> **Given text**:
────
[MLton] WideChar

Wesley W. Terpstra terpstra@gkec.tu-darmstadt.de
Sat, 11 Dec 2004 02:05:23 +0100


On Fri, Dec 10, 2004 at 07:40:28PM -0500, Adam Goode wrote:
> Case conversion is not too bad (in the simple case), and the
> UnicodeData.txt file gives these "simple" case mappings. Most characters
> don't have a notion of a case mapping, including the characters with 
> ord x < 128. 
> 
> Right now, toUpper and toLower return the character unchanged if it
> doesn't have a corresponding mapping. Shouldn't this just be the
> behavior for the WideChar functions?

I suppose that makes sense.
So, you would leave ß as ß when converting toUpper in WideChar?

> In general, you don't worry that much about locales when you are working
> at the level of individual characters. But there are exceptions. For
> example, the letter I. In Turkish, U+0069 LATIN SMALL LETTER I (i) maps
> to U+0130 LATIN CAPITAL LETTER I WITH DOT ABOVE (İ), not to LATIN
> CAPITAL LETTER I (I). And U+0049 LATIN CAPITAL LETTER I (I) maps to U
> +0131 LATIN SMALL LETTER DOTLESS I (ı). Yikes.
────
Please answer these questions about the WideChar message:
1. Which file gives the "simple" case mappings?
2. What do toUpper and toLower currently return for a character that has no corresponding mapping?
3. In Turkish, what does U+0049 LATIN CAPITAL LETTER I map to?

> **Supplied information**:
────
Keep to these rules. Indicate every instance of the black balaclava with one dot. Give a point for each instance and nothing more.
────
> **Exercise solution**:
1. UnicodeData.txt
2. The character unchanged
3. U+0131 LATIN SMALL LETTER DOTLESS I (ı)